◆ SET PROBLEM 1 ◆
Name the factions that the three women fight for in the text about Heaven Will Be Mine.

Heaven Will Be Mine is the Non-Linear Sequel to We Know the Devil, from the same creators — writer Aevee Bee, artist Mia Schwartz, and musician Alec Lambert — under their new label of Pillow Fight Games.

Heaven Will Be Mine is a queer science fiction mecha visual novel about joyriding mecha, kissing your enemies, and fighting gravity’s pull. It follows three women — veteran ace Luna-Terra, overwhelming super psychic Pluto, and hacker-hijacker Saturn — as they fight for three different factions — the military Memorial Foundation, the idealist space nation Cradle's Graces, and the megacorporation Celestial Mechanics — in an eight day war, piloting giant robots in the last days of an alternate 1980s space program, fighting for humanity’s future—or ditching their jobs to make out with each other instead.


Unlike the unique two and three mechanic of We Know the Devil, Heaven Will Be Mine uses a more conventional system of character selection with branching choices that favor the three factions and their goals for the future of humanity.

It was released on July 25, 2018 on and on Steam. The launch trailer can be seen here. Soundtrack here.

Heaven Will Be Mine contains examples of:

  • Ace Pilot: The three leads, naturally, with this applying most to Luna-Terra, as a veteran who uses an outdated ship-self, while Saturn uses a Super Prototype and Pluto is a powerful psychic.

◆ Rows from an object-pointing dataset ◆
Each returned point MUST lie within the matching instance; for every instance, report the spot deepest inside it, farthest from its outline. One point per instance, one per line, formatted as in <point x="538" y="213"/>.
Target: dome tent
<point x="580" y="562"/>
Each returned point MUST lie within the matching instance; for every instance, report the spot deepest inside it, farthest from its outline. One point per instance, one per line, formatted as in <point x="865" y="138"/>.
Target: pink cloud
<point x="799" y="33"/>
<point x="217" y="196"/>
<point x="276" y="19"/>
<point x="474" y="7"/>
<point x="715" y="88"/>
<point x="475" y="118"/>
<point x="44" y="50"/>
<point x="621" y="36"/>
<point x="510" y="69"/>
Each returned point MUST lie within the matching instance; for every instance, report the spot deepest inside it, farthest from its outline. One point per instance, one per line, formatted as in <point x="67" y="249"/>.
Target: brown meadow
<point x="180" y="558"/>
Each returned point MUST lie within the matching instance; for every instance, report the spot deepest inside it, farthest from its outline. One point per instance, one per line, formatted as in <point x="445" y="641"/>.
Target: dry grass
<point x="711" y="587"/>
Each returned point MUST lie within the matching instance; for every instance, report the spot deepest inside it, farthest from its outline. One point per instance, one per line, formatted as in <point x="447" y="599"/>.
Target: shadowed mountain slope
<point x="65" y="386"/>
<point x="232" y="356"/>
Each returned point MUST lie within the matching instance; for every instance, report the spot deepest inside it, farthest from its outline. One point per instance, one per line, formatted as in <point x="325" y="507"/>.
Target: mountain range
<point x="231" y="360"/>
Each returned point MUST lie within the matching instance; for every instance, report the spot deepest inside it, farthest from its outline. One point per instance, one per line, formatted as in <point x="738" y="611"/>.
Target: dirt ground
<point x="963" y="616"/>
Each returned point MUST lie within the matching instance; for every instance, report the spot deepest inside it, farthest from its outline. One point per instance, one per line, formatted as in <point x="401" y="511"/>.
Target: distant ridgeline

◆ SET PROBLEM 2 ◆
Find each line in the records that contains the word "mountain", and copy those lines.

◆ TASK ANSWER 1 ◆
Memorial Foundation, Cradle's Graces, Celestial Mechanics

◆ TASK ANSWER 2 ◆
Target: shadowed mountain slope
Target: mountain range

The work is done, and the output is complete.